## begin Data supplied

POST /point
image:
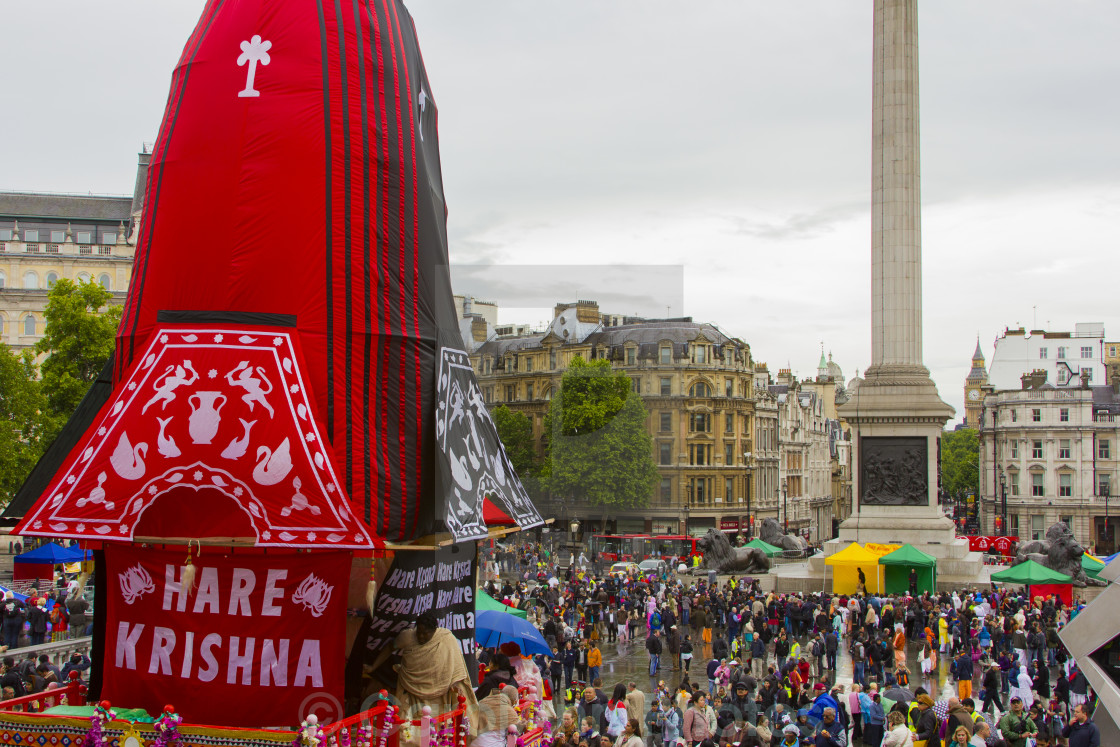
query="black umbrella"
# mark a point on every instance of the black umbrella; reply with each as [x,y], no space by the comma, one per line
[898,694]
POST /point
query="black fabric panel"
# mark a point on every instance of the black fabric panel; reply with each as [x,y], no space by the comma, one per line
[53,458]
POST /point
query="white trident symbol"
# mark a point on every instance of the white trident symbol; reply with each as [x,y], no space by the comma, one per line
[253,52]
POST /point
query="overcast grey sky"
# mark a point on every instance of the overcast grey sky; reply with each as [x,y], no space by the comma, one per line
[728,137]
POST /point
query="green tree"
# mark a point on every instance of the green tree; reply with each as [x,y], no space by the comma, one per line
[21,421]
[515,430]
[81,327]
[960,461]
[599,450]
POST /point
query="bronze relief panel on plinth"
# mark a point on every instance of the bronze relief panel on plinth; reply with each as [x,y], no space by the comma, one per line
[894,472]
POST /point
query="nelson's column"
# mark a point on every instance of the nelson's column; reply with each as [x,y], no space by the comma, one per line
[895,413]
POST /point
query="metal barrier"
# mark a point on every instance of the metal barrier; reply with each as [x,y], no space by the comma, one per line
[72,694]
[58,652]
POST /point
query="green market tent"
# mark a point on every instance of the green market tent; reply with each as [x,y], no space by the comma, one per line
[846,566]
[765,547]
[484,601]
[1091,566]
[897,570]
[1038,579]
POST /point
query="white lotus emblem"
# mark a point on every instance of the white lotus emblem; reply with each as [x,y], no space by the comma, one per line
[314,595]
[134,584]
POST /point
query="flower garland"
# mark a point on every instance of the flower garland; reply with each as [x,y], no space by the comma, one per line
[308,735]
[102,715]
[167,728]
[386,725]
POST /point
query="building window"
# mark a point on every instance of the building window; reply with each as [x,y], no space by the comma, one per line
[699,454]
[1065,485]
[700,422]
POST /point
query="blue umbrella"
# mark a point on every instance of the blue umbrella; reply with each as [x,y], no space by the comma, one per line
[494,627]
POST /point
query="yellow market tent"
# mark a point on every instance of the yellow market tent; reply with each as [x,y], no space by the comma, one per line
[846,566]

## end Data supplied

What is being asked
Locate every line in the material above that contains the string "lotus", and copy each of those lines in full.

Reply
query="white lotus emblem"
# mark a point on every instance of the white lotus emblem; reply with each as [x,y], no space by the comma, one per line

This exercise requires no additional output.